So once you have readied yourself by knowing what matters most to you, then aiming comes through a personal concept of life purpose. This means bringing your deepest, intrinsic motivations to life, and applying them in a way that benefits you and something beyond yourself.
Principle 3: Authentic Actions
As a meaning-maker you are ready, and as a purpose pursuer you are aimed. It’s now time to fire through your authentic actions. This is where you can make resolutions stick because they arise out of your deepest values and desires.
Sonja Lyubomirsky, a professor at University of California, Riverside, has found that our degree of life satisfaction is determined by 3 critical elements.
About 50% is based on our personality “set point,” that is, who we are when we come into this life in terms of our genetic make-up and our innate orientations. The second element of life satisfaction, and the one most of us consider when thinking about our resolutions, is our circumstances. But guess what, research shows that changing our circumstances only impacts our life satisfaction by about 10%. Maybe that’s why our resolutions only have a 10% success rate.
Research shows that changing our circumstances only impacts our life satisfaction by about 10%.
But the final 40% is where we find the greatest lever of “sustainable change.” Lyubomirsky names this final component “intentional actions.”
Notice that Lyubomirsky did not just say “intentions,” because intentions alone without actions do not manifest. She also did not just say “actions,” because actions without grounding in considered intentions are just activity.
“Intentional actions” include personal consideration, self-understanding, motive, design, and volition, combined with effort, embodiment, and implementation. Intentional actions are rooted in our self-considered desires, and proactively move us and our lives to where we want to go.
This is the character of resolutions that stick. They are meaningfully grounded in what matters most to us, purposefully focused on where we most want to affect our lives, so that they embody how we most authentically want to act. If we build our resolutions from our meaning, through our purpose, and into authentic actions, then we will embrace the Ready, Aim, Fire! approach suggested by the science of meaning and purpose, and embodied by the world’s most sophisticated organizations.

> [GIVEN RECORDS]:
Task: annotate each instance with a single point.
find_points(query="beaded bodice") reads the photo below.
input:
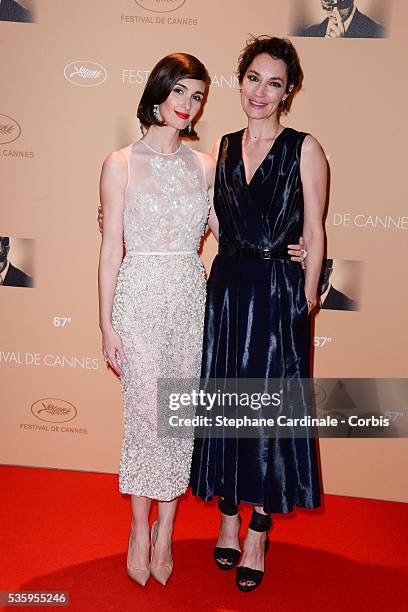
(166, 201)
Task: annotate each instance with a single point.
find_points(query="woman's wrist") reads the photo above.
(105, 327)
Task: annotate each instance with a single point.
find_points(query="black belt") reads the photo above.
(225, 249)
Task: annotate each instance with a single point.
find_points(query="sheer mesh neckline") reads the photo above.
(158, 152)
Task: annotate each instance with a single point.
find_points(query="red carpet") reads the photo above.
(68, 531)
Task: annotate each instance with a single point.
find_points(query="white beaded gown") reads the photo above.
(158, 309)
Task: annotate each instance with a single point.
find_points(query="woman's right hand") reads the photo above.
(111, 348)
(100, 218)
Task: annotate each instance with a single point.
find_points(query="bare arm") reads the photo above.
(212, 219)
(313, 172)
(112, 191)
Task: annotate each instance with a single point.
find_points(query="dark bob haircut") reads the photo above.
(277, 48)
(164, 76)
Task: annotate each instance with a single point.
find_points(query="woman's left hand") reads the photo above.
(298, 252)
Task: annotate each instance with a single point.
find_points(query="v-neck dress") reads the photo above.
(257, 326)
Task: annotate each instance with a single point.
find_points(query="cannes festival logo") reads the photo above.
(160, 6)
(85, 73)
(10, 130)
(54, 410)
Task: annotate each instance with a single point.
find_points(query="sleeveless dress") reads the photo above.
(257, 326)
(158, 309)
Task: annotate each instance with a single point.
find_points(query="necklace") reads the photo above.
(274, 136)
(158, 152)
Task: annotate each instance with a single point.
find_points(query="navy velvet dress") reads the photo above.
(257, 326)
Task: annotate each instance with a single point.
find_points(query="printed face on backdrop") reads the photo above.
(330, 5)
(183, 103)
(263, 86)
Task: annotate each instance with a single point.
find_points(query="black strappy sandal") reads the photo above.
(231, 555)
(259, 522)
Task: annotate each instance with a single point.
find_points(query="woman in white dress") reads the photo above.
(154, 200)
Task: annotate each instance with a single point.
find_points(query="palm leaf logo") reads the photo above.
(6, 129)
(52, 409)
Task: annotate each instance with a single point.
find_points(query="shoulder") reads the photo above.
(310, 145)
(208, 160)
(115, 170)
(368, 25)
(115, 162)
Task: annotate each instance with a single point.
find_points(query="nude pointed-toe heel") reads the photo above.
(141, 576)
(161, 573)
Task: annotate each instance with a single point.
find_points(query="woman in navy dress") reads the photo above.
(270, 188)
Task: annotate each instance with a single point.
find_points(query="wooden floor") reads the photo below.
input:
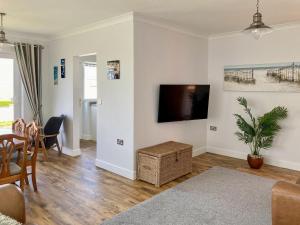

> [ACTIVITY 1]: From the passage on lasting resolutions, output the section that begins at the words "But the final" and ends after "want to go.".
> [ACTIVITY 2]: In the passage on lasting resolutions, what share of life satisfaction does Lyubomirsky attribute to our personality "set point"?

> [ANSWER SECTION 1]:
But the final 40% is where we find the greatest lever of “sustainable change.” Lyubomirsky names this final component “intentional actions.”
Notice that Lyubomirsky did not just say “intentions,” because intentions alone without actions do not manifest. She also did not just say “actions,” because actions without grounding in considered intentions are just activity.
“Intentional actions” include personal consideration, self-understanding, motive, design, and volition, combined with effort, embodiment, and implementation. Intentional actions are rooted in our self-considered desires, and proactively move us and our lives to where we want to go.

> [ANSWER SECTION 2]: About 50%.